- _Exercise instructions_
Add -81 to every coordinate in the answers, and give again all the lines between the line holding "Task: Where can the red" and the end of the entries, inclusive, requests included.

- _Data shown_

# # # #

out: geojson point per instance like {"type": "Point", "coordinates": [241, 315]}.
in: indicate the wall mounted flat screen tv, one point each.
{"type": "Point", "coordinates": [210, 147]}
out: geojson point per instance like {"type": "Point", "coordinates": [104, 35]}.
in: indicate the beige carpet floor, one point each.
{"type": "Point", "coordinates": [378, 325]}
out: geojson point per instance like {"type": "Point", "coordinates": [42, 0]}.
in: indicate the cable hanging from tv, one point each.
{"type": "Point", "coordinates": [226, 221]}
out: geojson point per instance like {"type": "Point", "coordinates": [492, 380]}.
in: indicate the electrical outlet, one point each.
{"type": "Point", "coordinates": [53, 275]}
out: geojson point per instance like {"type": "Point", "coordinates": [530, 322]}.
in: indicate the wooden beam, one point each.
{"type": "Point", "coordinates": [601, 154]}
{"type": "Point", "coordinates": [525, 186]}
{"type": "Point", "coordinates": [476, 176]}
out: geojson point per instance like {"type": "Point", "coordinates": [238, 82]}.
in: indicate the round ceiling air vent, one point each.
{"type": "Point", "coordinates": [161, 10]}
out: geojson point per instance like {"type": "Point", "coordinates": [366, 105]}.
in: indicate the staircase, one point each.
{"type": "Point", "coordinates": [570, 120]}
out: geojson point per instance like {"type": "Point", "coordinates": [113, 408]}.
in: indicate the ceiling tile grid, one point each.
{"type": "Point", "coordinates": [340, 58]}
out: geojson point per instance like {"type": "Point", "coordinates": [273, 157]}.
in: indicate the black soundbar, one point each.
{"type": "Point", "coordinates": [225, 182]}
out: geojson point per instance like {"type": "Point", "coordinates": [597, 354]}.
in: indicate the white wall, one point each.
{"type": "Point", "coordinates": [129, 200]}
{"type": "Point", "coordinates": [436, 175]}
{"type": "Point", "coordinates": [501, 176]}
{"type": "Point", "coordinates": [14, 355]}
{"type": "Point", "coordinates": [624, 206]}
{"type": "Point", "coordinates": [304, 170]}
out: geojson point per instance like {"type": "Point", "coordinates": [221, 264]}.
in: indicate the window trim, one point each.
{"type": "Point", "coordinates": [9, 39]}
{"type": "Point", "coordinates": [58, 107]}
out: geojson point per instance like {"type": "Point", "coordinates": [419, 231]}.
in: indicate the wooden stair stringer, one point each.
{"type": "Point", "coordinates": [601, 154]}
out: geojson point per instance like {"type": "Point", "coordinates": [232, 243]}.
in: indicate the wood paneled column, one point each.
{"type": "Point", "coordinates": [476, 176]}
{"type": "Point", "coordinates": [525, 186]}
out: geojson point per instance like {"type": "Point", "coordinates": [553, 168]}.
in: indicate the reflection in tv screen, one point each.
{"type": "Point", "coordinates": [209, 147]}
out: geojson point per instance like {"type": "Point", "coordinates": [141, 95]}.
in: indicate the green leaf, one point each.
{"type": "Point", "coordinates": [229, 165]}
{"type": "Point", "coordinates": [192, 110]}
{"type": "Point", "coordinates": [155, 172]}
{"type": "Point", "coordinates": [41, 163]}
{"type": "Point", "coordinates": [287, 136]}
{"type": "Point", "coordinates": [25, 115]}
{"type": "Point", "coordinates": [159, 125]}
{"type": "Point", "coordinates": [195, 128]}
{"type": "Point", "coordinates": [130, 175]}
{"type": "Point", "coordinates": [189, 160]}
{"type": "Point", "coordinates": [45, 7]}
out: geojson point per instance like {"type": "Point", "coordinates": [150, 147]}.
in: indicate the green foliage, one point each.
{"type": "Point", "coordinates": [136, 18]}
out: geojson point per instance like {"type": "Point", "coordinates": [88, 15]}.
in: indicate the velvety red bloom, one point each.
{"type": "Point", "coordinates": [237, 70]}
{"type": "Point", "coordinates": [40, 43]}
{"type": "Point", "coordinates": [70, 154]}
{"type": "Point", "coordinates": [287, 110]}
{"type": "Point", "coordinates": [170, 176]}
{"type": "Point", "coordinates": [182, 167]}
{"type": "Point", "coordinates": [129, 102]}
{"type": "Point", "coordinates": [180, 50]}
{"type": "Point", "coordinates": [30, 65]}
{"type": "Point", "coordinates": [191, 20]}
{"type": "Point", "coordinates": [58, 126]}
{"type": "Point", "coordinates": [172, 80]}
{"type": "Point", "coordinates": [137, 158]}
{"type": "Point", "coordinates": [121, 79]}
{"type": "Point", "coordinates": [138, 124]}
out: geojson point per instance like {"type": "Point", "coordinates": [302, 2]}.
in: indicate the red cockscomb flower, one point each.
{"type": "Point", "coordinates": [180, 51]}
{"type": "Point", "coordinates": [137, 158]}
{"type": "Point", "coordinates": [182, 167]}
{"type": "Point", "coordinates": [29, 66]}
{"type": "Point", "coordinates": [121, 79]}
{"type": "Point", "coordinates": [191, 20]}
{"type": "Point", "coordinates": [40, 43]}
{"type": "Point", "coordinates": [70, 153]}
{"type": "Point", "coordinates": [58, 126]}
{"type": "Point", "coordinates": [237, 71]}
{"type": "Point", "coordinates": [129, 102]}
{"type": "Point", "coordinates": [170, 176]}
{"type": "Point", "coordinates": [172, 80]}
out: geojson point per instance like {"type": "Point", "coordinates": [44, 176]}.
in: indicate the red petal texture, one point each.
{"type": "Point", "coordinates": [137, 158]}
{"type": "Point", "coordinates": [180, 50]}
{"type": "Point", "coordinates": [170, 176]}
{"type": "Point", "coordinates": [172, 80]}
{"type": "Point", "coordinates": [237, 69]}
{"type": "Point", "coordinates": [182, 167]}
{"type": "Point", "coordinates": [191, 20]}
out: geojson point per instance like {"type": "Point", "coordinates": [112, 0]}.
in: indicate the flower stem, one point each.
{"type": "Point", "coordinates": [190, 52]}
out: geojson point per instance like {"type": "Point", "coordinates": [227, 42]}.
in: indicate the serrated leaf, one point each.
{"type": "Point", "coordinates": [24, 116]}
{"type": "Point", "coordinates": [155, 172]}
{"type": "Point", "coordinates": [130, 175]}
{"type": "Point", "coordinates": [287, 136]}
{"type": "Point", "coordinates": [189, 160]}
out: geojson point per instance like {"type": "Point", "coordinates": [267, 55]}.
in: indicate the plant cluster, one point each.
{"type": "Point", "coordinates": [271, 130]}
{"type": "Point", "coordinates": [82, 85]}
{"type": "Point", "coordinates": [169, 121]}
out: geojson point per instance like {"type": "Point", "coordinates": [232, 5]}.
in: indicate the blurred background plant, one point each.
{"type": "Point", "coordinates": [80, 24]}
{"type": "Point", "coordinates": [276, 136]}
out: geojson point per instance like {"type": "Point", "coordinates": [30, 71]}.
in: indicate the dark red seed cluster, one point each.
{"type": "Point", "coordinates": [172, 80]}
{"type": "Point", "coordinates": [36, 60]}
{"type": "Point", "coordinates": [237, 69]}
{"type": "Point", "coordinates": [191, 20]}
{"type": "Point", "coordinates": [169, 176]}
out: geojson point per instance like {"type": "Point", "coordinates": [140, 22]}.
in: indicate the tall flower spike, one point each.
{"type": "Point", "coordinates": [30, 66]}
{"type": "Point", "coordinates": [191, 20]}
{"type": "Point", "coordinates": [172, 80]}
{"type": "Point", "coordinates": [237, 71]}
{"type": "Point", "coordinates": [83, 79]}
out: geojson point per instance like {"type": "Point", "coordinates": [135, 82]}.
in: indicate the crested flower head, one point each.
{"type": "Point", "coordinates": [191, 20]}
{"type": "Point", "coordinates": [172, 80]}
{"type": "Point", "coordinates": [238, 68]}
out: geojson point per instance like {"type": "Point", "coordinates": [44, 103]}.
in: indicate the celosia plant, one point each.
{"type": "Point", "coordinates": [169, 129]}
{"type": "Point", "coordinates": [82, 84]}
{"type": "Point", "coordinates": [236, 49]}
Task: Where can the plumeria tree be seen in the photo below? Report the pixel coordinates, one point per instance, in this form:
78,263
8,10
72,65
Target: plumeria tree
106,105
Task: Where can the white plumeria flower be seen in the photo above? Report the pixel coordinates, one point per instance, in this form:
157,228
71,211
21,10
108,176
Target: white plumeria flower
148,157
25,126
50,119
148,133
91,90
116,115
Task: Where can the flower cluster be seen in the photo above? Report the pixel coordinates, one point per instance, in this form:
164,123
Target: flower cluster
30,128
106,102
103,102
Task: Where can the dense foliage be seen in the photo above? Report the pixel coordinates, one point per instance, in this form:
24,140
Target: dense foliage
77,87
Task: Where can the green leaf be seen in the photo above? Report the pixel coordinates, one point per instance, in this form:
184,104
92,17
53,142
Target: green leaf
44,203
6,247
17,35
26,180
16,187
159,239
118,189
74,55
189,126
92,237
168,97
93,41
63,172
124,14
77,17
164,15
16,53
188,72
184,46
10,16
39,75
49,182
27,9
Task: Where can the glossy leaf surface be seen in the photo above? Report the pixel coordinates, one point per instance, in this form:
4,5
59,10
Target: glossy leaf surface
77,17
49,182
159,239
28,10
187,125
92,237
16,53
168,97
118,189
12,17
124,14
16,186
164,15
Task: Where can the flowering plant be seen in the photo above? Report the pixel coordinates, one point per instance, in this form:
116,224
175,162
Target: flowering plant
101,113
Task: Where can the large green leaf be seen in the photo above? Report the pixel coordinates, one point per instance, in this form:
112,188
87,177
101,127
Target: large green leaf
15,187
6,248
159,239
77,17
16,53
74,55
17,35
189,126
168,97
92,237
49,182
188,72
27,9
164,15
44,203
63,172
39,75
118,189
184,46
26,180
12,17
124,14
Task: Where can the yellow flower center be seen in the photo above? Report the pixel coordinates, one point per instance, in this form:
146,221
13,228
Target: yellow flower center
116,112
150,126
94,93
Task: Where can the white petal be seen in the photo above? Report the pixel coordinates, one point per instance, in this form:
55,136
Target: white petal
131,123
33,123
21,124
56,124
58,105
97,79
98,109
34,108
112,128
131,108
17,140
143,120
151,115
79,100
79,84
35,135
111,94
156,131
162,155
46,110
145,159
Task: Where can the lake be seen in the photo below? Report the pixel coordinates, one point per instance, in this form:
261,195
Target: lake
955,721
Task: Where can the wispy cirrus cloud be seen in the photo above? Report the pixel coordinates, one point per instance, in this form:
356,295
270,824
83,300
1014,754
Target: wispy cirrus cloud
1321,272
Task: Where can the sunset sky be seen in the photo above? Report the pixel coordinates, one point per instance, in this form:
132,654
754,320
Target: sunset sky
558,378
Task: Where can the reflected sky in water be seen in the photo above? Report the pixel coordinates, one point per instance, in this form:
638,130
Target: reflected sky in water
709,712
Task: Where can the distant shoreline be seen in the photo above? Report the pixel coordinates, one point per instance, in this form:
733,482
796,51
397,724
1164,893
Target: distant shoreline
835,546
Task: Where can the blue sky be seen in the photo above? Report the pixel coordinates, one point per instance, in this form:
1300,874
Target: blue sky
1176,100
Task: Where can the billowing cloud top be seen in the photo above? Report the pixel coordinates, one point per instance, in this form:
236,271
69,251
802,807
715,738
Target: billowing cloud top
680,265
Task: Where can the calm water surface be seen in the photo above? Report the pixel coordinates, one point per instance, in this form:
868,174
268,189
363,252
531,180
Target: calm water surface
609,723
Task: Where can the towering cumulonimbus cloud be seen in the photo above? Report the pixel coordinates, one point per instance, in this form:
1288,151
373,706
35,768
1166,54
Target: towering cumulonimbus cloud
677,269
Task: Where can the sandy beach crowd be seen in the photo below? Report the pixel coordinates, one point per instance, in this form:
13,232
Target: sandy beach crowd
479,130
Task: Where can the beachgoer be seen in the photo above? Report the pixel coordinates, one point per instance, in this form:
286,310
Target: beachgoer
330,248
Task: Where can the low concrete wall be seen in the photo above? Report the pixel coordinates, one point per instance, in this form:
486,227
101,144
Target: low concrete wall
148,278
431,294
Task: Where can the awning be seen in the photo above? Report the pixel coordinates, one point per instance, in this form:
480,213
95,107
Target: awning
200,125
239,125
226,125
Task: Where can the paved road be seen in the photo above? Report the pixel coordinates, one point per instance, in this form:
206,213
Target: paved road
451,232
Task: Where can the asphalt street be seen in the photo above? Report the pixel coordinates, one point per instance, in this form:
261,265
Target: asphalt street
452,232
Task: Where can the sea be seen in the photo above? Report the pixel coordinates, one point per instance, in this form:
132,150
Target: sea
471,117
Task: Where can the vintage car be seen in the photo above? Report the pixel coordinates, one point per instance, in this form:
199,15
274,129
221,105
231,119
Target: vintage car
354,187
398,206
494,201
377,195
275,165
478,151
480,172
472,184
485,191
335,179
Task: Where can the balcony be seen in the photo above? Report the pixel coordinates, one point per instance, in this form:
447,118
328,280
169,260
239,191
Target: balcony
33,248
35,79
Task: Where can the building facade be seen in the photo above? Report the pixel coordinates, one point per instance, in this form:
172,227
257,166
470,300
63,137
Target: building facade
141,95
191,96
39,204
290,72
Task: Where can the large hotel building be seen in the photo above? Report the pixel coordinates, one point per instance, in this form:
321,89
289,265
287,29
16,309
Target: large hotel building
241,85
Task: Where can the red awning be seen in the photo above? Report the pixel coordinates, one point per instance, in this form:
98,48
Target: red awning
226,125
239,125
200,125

# # # #

- _The result_
Task: Where can the red awning be seen in the photo above? Report the pixel coordinates, one point per instance, in this form:
98,48
Target: red awning
145,44
158,44
119,44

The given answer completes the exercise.